• [YOUR GOAL]: Please rewrite the entries as a numbered list, omitting blank lines, covering everything from the first entry down to the line containing "[[1057, 175]]".

[A series of records]
┄┄┄┄┄┄

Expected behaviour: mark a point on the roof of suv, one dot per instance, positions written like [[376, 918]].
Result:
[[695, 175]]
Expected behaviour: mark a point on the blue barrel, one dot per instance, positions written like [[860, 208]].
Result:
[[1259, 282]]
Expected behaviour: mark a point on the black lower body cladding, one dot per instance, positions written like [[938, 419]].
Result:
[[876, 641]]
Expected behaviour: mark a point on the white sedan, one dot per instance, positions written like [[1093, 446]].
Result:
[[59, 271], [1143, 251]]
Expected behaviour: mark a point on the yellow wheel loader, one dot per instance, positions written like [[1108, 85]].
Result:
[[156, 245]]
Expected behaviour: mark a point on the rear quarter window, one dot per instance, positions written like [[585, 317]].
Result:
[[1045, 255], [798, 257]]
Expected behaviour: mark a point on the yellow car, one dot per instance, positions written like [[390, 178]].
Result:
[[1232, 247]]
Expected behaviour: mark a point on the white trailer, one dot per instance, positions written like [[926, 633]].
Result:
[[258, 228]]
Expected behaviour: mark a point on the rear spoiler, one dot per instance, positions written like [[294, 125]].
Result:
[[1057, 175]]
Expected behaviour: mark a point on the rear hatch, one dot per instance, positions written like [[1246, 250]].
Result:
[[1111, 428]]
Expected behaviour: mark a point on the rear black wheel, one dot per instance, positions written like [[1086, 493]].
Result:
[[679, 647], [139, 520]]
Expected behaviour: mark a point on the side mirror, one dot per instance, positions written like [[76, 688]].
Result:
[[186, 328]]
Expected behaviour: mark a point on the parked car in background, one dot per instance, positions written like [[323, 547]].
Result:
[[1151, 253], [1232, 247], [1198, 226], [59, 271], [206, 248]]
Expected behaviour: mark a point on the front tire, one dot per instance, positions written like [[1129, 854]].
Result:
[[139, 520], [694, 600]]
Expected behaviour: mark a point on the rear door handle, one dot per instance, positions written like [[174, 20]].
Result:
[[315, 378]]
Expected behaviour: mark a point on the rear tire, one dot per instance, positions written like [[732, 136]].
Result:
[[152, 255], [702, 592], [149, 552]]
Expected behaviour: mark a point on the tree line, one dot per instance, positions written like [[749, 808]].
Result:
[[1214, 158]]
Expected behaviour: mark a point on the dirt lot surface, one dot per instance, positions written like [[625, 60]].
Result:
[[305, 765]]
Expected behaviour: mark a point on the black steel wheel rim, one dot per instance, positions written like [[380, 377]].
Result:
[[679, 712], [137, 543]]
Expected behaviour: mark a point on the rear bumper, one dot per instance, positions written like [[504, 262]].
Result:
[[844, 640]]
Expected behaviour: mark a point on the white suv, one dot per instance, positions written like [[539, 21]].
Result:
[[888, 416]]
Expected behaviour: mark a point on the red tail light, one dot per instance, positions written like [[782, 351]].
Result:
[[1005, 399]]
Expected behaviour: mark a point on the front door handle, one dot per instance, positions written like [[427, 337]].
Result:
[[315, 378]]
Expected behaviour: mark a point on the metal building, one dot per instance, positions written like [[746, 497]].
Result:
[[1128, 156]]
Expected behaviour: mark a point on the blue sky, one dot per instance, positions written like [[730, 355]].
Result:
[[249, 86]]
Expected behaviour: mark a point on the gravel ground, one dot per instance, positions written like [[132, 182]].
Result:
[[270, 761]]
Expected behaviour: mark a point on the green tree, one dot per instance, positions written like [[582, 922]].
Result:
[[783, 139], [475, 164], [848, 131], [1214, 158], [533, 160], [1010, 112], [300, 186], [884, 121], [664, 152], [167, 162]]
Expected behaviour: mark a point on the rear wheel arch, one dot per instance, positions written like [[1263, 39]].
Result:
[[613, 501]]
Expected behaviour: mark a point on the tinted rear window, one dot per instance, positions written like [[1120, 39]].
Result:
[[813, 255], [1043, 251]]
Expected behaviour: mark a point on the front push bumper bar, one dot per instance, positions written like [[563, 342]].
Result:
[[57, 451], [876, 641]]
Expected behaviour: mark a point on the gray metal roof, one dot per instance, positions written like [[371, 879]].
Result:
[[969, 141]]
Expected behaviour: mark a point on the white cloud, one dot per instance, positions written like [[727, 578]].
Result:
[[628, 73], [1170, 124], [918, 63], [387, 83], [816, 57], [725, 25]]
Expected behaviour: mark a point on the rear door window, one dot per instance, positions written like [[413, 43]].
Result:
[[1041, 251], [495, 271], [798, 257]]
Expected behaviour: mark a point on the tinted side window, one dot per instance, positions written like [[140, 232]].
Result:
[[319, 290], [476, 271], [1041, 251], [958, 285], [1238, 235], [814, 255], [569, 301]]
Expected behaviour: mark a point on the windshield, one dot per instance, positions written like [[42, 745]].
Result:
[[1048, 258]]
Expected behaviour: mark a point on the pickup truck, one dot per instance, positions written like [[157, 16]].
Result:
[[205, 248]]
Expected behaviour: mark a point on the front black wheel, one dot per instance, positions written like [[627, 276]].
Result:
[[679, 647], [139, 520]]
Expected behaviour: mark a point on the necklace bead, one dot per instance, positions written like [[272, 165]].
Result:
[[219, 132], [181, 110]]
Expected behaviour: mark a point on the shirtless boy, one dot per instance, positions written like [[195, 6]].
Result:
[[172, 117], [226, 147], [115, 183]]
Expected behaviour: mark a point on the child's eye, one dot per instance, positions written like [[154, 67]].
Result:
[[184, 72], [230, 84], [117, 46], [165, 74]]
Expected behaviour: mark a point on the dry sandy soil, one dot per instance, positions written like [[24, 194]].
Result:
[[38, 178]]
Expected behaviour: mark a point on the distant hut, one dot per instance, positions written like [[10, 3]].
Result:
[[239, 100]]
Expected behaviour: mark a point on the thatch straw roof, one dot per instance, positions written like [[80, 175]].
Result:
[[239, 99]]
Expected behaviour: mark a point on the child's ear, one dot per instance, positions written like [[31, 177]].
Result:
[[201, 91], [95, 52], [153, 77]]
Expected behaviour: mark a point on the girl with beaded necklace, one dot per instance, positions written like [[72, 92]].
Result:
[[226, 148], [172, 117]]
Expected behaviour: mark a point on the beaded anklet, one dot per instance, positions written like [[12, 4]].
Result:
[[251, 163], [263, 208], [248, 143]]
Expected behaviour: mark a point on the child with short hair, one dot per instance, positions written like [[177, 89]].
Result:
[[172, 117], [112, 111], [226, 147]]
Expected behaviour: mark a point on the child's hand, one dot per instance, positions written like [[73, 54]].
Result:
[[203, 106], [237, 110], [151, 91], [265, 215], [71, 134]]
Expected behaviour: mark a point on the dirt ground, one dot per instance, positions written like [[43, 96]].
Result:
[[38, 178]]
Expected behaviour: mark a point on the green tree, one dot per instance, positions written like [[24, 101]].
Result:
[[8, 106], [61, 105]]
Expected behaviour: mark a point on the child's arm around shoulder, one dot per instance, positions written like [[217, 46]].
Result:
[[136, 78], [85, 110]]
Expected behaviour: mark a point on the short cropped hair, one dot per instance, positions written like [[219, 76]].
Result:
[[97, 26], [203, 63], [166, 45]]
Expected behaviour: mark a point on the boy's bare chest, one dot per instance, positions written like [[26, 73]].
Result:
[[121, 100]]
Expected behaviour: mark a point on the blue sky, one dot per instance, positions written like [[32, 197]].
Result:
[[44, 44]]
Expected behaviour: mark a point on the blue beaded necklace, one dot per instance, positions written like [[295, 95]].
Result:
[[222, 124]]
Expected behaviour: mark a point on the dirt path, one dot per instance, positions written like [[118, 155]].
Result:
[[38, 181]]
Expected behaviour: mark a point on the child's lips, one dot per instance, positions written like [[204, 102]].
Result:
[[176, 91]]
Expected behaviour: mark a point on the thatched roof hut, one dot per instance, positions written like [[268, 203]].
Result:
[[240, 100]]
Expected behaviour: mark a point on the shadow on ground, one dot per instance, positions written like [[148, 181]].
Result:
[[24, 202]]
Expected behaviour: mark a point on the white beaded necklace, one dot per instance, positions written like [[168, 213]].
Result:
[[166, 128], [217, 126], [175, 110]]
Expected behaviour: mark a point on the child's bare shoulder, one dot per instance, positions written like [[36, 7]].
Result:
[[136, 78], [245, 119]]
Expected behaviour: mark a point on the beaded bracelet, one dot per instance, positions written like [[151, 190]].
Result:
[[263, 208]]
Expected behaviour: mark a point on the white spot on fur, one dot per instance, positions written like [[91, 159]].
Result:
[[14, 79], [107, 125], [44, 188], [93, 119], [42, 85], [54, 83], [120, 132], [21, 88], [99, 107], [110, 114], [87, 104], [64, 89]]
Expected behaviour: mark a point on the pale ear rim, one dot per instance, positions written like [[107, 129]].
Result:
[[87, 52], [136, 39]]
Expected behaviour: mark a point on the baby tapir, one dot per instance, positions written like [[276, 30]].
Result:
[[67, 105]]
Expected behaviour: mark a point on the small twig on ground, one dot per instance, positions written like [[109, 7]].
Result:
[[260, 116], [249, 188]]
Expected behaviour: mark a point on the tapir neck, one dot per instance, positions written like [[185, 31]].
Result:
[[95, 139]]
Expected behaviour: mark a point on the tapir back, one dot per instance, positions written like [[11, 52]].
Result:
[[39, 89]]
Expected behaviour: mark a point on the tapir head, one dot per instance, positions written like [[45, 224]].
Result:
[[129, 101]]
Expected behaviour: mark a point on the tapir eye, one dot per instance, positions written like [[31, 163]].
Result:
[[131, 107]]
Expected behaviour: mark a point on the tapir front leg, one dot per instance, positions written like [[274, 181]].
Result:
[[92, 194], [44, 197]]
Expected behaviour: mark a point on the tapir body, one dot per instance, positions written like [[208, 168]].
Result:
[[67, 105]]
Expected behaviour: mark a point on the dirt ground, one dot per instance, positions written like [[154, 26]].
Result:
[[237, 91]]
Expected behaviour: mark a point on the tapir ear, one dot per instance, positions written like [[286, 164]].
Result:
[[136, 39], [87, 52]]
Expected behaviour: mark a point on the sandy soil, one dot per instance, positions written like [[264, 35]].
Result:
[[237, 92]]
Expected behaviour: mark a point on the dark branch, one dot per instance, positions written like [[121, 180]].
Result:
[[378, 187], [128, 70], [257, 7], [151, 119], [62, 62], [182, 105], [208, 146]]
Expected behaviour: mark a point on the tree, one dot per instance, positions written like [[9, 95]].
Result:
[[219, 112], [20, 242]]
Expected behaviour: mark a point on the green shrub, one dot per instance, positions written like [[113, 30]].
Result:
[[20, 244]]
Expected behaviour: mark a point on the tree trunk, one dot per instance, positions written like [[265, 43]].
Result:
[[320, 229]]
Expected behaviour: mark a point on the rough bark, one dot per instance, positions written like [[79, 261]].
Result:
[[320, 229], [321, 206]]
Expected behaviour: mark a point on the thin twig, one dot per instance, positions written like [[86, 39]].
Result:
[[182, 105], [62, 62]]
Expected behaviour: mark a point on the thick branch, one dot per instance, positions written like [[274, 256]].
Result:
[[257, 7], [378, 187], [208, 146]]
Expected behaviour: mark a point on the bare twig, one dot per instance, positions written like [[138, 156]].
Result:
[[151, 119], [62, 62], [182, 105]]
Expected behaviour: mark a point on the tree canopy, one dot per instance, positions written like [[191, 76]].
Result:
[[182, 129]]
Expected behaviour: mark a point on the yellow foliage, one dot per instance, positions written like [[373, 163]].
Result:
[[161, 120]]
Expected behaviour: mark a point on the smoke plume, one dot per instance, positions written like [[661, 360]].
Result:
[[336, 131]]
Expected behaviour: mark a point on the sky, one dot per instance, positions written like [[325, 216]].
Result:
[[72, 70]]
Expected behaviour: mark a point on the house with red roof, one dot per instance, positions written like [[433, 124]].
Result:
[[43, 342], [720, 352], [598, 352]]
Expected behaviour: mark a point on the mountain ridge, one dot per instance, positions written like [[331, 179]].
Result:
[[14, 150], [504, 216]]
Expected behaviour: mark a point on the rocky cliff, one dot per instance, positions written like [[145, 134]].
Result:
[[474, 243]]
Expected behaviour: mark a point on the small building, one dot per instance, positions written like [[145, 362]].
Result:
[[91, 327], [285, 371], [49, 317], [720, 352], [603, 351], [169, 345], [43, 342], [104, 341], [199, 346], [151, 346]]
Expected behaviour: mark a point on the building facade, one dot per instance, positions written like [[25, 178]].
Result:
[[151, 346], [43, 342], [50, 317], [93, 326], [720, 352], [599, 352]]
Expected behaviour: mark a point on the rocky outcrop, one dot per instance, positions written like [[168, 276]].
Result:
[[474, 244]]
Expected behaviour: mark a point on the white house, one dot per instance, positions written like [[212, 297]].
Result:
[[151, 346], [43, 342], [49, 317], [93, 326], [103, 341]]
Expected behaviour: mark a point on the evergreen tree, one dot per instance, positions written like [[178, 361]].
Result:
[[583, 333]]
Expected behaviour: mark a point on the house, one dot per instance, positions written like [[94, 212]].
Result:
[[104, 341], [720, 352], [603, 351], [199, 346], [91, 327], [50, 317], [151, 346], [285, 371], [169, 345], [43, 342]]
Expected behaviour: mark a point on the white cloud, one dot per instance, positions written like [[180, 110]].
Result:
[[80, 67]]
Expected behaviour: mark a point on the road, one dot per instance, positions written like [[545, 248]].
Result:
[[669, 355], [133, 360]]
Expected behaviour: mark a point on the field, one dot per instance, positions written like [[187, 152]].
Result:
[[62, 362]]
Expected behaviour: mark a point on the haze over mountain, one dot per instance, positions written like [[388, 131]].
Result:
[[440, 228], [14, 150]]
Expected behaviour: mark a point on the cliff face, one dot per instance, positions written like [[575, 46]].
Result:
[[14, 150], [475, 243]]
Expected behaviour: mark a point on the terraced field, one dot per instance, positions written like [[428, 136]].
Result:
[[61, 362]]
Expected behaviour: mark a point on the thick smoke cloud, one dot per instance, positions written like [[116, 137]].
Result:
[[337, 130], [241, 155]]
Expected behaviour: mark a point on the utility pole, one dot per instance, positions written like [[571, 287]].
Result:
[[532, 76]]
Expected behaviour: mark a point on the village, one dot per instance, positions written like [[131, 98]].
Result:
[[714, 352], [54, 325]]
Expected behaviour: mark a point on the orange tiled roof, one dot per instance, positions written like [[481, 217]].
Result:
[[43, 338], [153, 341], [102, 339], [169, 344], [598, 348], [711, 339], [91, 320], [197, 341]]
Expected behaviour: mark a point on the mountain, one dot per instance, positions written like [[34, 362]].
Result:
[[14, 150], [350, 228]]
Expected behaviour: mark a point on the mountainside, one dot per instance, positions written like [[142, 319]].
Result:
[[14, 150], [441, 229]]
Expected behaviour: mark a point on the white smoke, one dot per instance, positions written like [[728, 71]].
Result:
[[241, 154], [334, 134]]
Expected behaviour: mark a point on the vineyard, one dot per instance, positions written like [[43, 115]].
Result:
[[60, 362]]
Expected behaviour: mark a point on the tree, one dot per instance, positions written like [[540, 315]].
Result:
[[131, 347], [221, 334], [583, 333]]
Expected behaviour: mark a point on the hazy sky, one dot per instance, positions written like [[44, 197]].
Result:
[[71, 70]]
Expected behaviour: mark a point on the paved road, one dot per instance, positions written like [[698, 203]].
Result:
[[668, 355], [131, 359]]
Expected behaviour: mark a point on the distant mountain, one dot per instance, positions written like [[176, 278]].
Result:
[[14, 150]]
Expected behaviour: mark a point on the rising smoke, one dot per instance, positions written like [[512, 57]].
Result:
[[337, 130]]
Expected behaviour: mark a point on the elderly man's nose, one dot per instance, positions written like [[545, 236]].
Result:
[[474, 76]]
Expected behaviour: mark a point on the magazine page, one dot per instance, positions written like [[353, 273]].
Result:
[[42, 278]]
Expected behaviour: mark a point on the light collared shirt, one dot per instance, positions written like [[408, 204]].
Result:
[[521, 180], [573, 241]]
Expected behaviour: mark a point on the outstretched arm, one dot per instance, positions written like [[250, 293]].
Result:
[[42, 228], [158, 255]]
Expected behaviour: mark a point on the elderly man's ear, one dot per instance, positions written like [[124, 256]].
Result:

┄┄┄┄┄┄

• [CORRECT RESPONSE]:
1. Expected behaviour: mark a point on the roof of suv, one dot per instance, positions written like [[376, 918]].
2. Result:
3. [[695, 175]]
4. Expected behaviour: mark a point on the blue barrel, one dot per instance, positions written like [[860, 208]].
5. Result:
6. [[1259, 282]]
7. Expected behaviour: mark a point on the black lower body cladding, one dot per instance, positions written like [[938, 419]].
8. Result:
9. [[876, 641]]
10. Expected behaviour: mark a point on the white sedan, one dot per instance, positions written like [[1093, 446]].
11. Result:
12. [[59, 271], [1143, 251]]
13. Expected behaviour: mark a point on the yellow wheel loader, one dot per instance, positions written like [[1108, 85]].
14. Result:
15. [[156, 245]]
16. Expected behaviour: mark a point on the rear quarter window, one dot per instance, positions written like [[585, 317]].
17. Result:
18. [[1045, 255], [798, 257]]
19. Expected behaviour: mark a point on the yellow car, one dot per instance, positions written like [[390, 178]].
20. Result:
21. [[1232, 247]]
22. Expected behaviour: mark a point on the white trailer, one dot per instance, positions written like [[926, 633]].
23. Result:
24. [[258, 228]]
25. Expected behaviour: mark a point on the rear spoiler, one dot per instance, positions written like [[294, 125]].
26. Result:
27. [[1057, 175]]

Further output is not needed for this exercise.